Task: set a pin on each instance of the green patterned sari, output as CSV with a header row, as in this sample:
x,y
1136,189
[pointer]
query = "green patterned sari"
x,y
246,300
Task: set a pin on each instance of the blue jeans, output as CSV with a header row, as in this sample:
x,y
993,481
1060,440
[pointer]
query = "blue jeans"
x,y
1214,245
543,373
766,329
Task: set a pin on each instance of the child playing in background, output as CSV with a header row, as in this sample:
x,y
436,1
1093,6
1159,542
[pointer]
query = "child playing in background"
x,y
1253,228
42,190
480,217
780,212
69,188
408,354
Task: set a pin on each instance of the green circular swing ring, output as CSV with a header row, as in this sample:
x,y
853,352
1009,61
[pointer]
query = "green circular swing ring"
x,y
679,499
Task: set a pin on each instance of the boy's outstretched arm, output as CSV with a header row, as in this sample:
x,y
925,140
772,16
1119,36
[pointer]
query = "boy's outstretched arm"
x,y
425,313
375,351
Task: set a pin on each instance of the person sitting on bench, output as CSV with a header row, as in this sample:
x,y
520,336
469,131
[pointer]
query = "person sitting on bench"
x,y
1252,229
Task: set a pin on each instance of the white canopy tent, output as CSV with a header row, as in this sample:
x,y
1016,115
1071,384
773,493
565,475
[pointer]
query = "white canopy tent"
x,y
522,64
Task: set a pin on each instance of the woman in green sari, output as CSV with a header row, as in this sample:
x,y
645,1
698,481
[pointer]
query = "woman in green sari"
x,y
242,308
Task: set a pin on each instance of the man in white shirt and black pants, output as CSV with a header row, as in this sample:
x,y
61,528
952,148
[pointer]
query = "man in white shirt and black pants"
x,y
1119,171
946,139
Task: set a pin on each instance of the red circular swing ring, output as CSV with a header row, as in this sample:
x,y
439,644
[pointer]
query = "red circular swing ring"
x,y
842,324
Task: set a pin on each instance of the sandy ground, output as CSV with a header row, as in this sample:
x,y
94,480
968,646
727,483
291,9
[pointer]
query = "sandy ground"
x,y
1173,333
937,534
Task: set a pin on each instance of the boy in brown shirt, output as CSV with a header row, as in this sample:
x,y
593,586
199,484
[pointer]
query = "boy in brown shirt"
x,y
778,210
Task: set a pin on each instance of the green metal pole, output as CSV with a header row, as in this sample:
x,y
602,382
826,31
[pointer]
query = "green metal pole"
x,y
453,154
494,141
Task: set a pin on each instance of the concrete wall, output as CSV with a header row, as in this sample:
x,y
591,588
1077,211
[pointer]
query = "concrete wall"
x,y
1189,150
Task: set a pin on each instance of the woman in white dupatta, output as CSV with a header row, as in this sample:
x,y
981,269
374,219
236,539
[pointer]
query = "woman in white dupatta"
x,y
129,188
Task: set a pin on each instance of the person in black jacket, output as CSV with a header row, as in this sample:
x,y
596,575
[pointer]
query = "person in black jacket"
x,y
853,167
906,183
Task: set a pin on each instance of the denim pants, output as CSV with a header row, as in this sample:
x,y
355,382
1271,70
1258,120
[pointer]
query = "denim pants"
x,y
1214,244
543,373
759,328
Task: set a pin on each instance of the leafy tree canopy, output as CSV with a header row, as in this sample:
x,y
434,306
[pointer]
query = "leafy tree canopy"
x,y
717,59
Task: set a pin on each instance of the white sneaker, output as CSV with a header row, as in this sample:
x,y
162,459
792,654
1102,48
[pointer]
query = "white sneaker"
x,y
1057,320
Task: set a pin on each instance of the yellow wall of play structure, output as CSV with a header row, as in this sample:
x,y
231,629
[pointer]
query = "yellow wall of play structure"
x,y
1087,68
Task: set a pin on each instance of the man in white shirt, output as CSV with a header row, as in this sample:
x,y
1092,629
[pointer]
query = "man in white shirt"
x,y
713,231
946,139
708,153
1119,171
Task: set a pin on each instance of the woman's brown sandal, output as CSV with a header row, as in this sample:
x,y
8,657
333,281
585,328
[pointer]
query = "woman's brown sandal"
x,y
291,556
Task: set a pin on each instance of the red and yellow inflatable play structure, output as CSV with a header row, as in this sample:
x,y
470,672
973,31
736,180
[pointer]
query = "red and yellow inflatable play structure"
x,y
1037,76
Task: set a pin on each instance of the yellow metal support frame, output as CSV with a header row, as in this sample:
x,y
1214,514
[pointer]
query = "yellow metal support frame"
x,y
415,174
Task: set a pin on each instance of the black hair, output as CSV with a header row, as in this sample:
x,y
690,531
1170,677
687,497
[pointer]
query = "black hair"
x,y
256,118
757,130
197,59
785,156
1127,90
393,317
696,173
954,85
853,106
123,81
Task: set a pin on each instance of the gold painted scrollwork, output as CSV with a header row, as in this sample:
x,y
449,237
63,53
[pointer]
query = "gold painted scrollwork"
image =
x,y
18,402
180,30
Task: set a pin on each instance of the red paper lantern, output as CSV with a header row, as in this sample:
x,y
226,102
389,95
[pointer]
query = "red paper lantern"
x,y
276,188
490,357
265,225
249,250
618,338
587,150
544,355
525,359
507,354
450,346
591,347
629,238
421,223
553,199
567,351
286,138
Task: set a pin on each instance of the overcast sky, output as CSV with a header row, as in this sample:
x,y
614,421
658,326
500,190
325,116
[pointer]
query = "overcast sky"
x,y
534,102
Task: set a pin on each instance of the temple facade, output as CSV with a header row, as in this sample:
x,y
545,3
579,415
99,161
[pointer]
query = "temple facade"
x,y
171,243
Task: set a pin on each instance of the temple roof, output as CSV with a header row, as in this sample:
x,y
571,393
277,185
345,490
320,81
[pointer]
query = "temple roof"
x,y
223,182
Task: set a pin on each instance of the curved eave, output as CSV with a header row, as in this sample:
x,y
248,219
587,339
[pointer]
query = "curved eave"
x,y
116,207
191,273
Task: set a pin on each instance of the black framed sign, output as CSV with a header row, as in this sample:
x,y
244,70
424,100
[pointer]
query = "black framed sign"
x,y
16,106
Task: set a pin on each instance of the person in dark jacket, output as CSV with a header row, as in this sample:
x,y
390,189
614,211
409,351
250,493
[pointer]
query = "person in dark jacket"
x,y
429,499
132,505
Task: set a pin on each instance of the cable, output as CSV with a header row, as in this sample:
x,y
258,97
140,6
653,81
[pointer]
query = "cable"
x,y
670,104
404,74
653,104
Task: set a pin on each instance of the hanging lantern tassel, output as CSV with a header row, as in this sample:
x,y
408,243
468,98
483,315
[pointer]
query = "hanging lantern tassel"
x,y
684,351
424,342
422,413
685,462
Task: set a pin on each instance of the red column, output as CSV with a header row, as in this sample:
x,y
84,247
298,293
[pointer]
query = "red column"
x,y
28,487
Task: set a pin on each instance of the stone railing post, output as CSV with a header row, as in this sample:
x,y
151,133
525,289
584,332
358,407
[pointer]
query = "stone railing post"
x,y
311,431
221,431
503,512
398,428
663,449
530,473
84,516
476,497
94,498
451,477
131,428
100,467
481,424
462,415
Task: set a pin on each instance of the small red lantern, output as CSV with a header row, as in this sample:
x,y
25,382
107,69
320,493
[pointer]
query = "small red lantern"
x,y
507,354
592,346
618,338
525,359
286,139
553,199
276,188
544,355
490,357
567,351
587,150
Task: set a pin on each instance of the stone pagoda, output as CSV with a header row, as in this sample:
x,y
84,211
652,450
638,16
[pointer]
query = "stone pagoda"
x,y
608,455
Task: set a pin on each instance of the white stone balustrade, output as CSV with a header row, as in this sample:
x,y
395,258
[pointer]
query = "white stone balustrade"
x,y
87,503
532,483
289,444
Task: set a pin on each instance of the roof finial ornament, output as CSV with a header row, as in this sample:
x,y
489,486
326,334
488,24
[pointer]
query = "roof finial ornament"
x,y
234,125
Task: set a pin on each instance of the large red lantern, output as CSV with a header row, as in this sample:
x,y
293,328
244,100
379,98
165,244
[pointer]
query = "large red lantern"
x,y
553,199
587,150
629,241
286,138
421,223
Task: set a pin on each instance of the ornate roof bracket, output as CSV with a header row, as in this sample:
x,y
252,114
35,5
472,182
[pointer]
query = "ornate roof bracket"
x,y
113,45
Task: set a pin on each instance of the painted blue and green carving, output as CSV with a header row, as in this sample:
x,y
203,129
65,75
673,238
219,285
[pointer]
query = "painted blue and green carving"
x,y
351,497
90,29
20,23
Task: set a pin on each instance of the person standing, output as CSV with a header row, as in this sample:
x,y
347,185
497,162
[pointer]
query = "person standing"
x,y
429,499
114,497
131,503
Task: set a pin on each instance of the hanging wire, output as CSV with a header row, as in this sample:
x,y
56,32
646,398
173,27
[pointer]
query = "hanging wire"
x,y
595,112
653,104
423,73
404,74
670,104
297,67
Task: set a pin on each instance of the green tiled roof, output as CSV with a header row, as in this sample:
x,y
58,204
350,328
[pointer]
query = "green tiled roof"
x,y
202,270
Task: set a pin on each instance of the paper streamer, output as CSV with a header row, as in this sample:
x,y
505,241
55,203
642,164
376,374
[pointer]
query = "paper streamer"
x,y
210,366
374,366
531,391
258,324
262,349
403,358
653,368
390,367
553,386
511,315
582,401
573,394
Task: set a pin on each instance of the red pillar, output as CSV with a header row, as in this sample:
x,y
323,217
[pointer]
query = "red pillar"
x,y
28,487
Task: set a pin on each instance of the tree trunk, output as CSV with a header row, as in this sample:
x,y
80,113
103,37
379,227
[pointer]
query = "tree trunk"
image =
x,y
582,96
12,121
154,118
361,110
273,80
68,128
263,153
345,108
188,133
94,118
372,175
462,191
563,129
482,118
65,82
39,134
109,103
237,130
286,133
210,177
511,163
━━━
(Your task)
Could you find every line in the records above that contains the word "scrollwork" and copy it?

(Your response)
Task: set a pin on each instance of the gold painted scrollwork, output as CSV with a header row, as in this sample:
query = "gold painted scrollwork"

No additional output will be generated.